-------- EXCERPTED RECORDS --------

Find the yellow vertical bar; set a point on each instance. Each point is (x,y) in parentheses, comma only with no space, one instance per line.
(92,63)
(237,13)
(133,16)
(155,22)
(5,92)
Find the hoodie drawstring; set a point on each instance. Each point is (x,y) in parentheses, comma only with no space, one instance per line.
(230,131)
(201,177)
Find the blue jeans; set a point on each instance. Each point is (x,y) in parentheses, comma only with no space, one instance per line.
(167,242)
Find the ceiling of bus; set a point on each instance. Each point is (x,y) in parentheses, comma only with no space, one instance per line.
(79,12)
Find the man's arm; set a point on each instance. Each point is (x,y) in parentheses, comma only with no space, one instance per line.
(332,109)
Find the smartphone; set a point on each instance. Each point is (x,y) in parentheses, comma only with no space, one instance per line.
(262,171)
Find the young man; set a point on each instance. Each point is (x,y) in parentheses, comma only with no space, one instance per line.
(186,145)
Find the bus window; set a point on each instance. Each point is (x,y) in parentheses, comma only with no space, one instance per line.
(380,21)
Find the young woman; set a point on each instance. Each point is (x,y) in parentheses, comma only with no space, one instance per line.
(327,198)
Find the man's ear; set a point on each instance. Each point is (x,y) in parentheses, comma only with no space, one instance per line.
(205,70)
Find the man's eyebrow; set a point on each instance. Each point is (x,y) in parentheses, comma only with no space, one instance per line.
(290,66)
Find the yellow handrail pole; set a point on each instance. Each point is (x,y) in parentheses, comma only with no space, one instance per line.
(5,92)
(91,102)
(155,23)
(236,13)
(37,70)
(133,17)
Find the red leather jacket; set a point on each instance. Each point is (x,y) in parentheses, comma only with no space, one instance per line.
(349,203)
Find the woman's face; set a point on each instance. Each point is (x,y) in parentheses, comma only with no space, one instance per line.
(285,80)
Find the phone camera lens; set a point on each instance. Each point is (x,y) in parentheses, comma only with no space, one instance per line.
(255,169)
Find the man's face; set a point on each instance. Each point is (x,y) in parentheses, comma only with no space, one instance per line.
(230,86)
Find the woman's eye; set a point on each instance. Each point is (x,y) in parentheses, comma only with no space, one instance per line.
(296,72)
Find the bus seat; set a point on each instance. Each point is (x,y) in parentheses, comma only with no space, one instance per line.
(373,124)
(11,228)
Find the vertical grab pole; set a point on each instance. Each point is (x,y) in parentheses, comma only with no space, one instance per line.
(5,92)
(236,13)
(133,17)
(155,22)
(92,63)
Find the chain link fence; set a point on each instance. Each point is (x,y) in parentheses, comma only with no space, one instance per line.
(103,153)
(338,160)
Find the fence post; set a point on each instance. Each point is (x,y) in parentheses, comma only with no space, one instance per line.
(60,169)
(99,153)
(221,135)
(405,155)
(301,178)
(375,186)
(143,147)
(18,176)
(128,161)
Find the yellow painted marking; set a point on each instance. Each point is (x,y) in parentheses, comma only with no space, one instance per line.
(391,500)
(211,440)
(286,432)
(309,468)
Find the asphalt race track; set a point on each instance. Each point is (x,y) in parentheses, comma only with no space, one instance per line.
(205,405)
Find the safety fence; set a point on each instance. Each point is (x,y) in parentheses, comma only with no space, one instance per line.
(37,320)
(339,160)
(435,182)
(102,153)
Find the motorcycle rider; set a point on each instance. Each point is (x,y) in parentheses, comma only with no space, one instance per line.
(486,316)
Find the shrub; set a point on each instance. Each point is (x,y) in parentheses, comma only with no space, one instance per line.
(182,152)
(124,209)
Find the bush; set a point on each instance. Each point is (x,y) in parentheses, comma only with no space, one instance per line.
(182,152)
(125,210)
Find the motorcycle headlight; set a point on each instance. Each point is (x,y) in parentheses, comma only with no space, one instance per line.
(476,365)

--------

Extract the closing run of lines, starting with the one containing "Find the shrub;" and ending at the last, exactly as written.

» **SOLUTION BELOW**:
Find the shrub; set a point on each instance. Each point is (x,y) in parentheses, comma only with no space, one instance per line.
(182,152)
(124,209)
Find the bush; set a point on each instance. Each point is (x,y) in parentheses, comma only with no space, one instance per line.
(182,152)
(125,210)
Find the motorcycle headlight; set a point on each instance. Each point is (x,y) in parentheses, comma only with no space, one instance per line.
(476,365)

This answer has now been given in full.